"""

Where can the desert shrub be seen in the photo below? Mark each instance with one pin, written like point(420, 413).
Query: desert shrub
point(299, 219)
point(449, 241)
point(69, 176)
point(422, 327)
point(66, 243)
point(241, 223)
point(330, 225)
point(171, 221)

"""

EXERCISE DETAILS ::
Reproduce the items above, swapping every occurrence of "desert shrub" for "sagebrush" and keeping everything else the same.

ANSWER BELOW ::
Where can the sagebrush be seen in the photo below? Mark each instance with one pin, written like point(420, 413).
Query: sagebrush
point(299, 219)
point(449, 241)
point(69, 176)
point(422, 327)
point(66, 243)
point(241, 223)
point(330, 225)
point(171, 221)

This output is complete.